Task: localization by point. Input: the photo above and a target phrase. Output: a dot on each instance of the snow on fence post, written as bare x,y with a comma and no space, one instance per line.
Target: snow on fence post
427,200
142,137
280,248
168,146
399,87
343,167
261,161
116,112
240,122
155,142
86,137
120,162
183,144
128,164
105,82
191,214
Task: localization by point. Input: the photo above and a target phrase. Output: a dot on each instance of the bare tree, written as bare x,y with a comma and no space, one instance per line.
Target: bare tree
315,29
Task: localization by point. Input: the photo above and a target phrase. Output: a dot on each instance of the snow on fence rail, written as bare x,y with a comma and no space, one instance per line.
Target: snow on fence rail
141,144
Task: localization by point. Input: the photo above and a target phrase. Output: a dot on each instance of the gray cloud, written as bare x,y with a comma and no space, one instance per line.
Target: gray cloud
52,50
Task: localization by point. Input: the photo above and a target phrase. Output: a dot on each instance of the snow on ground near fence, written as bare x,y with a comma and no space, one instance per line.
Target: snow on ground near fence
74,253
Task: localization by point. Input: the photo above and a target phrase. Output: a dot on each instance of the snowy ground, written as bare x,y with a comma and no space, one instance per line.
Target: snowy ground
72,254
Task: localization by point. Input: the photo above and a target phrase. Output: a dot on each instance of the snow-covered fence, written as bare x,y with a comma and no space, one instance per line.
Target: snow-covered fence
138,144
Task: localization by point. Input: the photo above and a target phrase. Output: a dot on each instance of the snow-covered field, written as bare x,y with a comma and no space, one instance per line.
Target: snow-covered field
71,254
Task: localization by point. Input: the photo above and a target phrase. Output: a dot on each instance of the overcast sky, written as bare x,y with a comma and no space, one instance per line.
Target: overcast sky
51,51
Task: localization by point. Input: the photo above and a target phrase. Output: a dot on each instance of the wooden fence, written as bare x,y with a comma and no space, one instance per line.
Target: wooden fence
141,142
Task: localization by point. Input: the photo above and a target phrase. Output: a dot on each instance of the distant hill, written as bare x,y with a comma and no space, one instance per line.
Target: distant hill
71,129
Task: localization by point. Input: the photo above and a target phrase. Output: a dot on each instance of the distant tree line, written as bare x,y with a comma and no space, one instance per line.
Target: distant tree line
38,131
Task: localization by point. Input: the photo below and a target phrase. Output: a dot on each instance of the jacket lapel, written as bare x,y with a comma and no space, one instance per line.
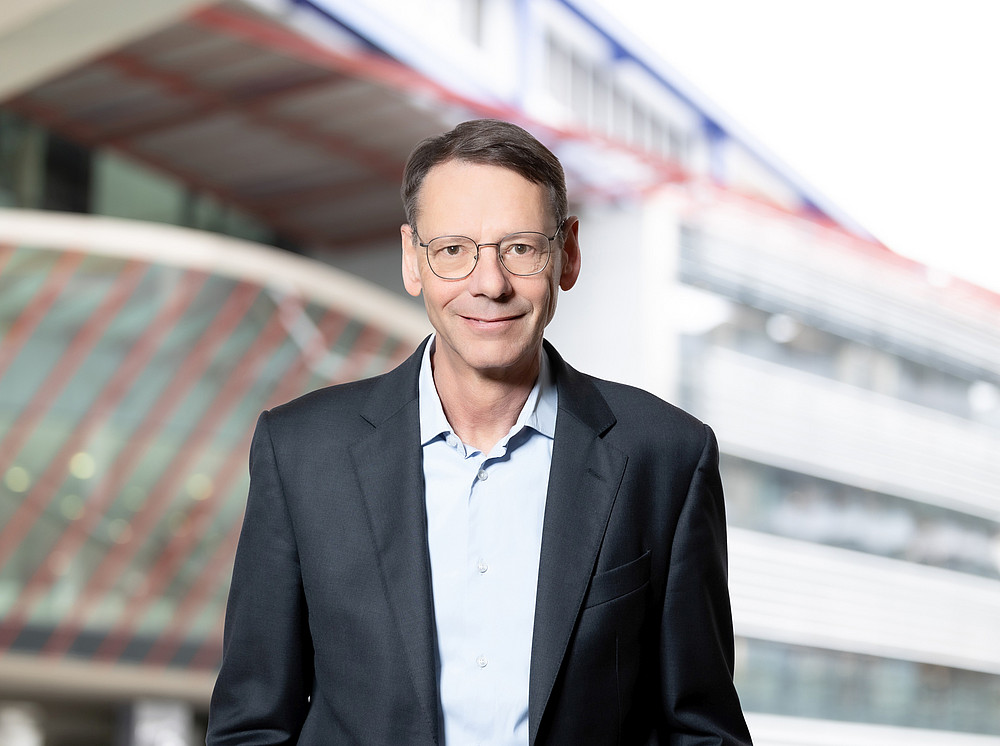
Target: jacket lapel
583,482
393,490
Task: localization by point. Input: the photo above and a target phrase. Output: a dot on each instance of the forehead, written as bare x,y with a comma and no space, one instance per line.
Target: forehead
457,195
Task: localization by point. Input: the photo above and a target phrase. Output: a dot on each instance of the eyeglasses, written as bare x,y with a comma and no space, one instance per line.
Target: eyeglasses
522,254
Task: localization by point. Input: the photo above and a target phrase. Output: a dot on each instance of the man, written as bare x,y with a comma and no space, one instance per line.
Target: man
483,546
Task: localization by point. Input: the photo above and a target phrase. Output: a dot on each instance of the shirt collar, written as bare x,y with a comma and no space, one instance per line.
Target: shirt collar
538,412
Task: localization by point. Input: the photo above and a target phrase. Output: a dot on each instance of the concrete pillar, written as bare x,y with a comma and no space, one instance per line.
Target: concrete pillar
156,723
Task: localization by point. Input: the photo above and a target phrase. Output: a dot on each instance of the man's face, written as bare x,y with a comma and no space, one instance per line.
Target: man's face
490,322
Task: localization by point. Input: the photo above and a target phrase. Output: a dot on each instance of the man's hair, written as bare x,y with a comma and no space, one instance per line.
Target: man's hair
489,142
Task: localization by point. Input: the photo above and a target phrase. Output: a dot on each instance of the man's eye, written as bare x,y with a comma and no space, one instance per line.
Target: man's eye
520,249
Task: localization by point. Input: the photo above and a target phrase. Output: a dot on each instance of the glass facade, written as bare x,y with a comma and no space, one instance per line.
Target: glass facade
42,170
833,685
801,506
128,392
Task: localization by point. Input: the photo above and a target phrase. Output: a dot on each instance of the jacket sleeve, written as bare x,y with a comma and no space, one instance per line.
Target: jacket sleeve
699,701
262,693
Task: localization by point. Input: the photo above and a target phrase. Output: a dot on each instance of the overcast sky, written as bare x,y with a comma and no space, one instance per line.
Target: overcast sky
888,107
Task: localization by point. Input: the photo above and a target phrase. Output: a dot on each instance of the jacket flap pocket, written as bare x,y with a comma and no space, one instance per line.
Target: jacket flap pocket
618,581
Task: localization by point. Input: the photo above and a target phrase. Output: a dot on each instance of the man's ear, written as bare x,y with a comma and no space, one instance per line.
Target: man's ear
571,253
411,261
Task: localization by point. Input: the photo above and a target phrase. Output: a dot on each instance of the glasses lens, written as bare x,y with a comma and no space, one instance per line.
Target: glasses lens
524,253
451,257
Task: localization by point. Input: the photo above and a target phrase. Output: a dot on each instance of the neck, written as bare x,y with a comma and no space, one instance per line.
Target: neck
481,408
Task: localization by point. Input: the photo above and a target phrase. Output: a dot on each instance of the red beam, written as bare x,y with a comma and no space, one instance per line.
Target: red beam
105,493
110,396
204,105
176,552
218,568
143,523
29,318
390,169
87,135
207,655
83,343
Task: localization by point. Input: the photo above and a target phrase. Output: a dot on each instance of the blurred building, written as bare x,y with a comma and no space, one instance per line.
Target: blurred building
200,219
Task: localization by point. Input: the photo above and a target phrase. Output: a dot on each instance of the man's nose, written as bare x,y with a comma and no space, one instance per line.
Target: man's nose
489,277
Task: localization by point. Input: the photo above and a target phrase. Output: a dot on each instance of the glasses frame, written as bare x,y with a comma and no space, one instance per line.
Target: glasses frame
479,246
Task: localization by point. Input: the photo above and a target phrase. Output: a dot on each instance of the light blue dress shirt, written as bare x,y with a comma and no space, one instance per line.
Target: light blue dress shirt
484,532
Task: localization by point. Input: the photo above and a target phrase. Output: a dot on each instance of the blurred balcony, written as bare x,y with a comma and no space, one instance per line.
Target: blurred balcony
134,360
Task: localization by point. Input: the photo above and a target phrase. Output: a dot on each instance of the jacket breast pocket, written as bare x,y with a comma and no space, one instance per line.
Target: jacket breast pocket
618,581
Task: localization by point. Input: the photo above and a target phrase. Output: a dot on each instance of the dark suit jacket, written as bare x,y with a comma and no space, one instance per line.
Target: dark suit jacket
329,629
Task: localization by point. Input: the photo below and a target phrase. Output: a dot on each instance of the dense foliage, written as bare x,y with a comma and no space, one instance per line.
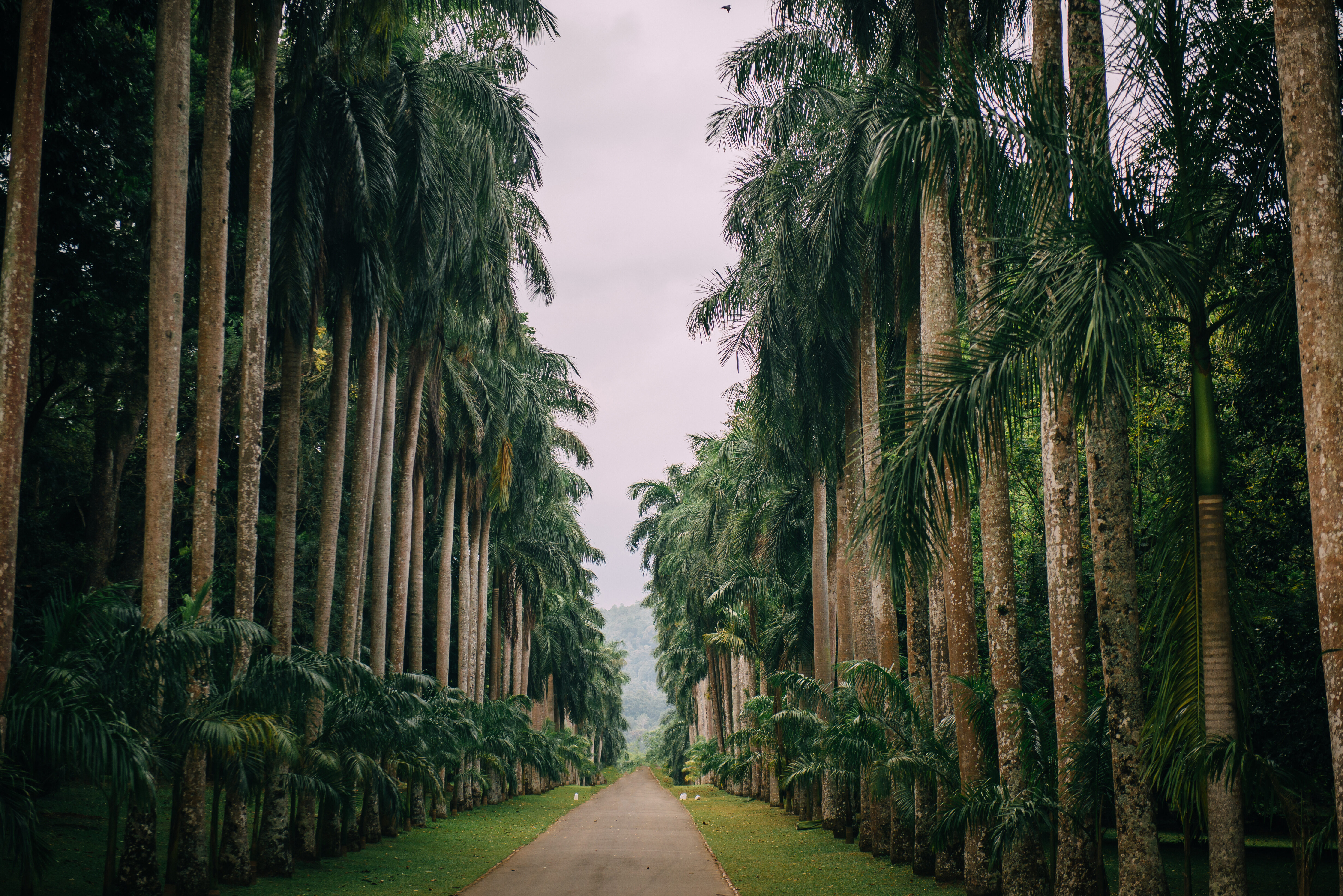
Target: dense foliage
981,309
379,605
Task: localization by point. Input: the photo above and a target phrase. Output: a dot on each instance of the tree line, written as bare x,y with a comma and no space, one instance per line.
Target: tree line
1022,526
291,533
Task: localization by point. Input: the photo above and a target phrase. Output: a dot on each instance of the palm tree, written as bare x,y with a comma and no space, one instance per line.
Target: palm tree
17,278
167,270
256,292
194,866
1306,41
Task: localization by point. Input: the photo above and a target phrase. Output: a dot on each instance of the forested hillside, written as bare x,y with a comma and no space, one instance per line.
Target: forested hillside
644,702
289,483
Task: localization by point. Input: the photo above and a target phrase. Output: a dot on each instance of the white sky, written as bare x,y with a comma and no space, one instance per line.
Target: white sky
634,198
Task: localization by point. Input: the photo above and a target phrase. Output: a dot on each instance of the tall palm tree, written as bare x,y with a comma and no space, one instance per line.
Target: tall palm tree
18,268
1306,39
256,294
139,871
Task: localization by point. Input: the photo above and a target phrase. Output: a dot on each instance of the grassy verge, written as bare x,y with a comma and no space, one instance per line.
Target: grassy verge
766,855
440,859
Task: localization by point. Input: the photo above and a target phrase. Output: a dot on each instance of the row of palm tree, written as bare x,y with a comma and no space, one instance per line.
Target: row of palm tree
1024,247
387,171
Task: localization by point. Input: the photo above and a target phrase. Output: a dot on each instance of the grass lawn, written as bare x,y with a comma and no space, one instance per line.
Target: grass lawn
436,860
766,855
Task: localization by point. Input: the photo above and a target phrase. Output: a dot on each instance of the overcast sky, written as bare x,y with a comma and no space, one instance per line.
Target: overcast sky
634,198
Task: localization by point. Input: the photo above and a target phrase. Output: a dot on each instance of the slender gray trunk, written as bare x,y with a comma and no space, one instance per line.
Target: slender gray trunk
416,642
444,631
820,592
287,491
17,278
167,273
357,533
1119,613
334,473
1075,867
214,263
256,300
405,521
465,604
381,557
1307,69
375,446
483,581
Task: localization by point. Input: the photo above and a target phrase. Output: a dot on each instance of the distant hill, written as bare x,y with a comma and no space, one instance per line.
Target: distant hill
644,702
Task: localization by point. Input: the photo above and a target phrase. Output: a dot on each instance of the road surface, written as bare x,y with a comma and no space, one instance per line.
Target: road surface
632,839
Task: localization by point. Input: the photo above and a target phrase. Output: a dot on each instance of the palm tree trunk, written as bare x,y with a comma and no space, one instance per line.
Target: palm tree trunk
1305,31
256,298
844,580
883,611
375,446
519,643
366,434
526,681
405,522
444,631
18,270
822,658
334,473
465,593
1225,812
116,423
214,262
167,271
506,604
276,859
194,854
483,581
139,871
918,647
381,556
1075,870
1110,486
496,642
287,491
957,608
949,585
416,642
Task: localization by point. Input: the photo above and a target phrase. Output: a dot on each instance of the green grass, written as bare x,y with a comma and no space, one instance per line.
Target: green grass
766,855
440,859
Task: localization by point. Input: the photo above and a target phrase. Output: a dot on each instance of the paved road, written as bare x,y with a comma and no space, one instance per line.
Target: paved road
632,839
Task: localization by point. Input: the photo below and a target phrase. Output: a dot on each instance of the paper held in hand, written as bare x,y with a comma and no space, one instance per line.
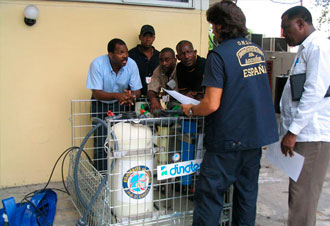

WORK ITEM: Reproduce, word for word, everything in the listing above from the line containing "Target: blurred balcony" down to the line containing "of the tree", both of them included. No pictures.

YOUR RESPONSE:
Target: blurred balcony
134,360
Task: localization by point. Input: the photo above and a target phrase. Output: a dot on each instance of the jacket breast pocket, written as bare x,y with a comma and no space, one instance per line.
Target: jacket breast pocket
618,581
Task: localization by point. Input: the photo above and a target phrase. Output: a dot on each instance of the dark suit jacket, written as bare x,y with a comma and no space, one instance per line.
Target: dark suit jacket
329,629
Task: localization by point. Input: the photo below and a target phrase. Output: a dot on each instance of the dense foliage, written as bare x,y with a comma and no space, one instance per line.
Target: dense foliage
981,309
379,605
Task: localization by point. Input: the photo above and a target phrase. Output: a dot on each instance of the tree line, written as bare x,y with a comma and no space, one instance per line.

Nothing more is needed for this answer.